• **Data to process**

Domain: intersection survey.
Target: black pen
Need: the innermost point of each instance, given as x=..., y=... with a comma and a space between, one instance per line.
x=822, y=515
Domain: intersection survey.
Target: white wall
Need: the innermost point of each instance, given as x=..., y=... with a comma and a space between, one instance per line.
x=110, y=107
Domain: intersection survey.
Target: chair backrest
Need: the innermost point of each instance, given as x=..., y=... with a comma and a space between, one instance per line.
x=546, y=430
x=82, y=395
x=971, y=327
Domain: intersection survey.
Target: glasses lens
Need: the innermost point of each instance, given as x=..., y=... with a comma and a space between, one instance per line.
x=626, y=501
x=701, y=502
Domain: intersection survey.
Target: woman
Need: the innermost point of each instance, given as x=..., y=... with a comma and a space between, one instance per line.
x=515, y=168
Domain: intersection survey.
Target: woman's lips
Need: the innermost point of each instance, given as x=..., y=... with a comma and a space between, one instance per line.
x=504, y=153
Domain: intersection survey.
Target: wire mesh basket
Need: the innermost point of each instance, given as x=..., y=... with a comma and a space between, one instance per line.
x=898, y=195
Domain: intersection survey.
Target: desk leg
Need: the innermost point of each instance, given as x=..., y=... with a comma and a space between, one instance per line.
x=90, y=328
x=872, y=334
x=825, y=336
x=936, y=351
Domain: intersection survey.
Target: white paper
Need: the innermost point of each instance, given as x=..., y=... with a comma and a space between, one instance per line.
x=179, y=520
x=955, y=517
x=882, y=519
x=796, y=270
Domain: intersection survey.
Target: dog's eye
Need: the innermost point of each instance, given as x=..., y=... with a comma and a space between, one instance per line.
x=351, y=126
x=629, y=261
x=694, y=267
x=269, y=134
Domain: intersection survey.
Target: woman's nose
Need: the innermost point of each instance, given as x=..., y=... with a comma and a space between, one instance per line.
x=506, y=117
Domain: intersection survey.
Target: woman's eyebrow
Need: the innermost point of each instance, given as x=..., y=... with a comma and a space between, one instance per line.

• **Problem to work on**
Which lines above contain the word "woman"? Copy each of them in full.

• **Solution**
Target: woman
Target: woman's lips
Target: woman's nose
Target: woman's eyebrow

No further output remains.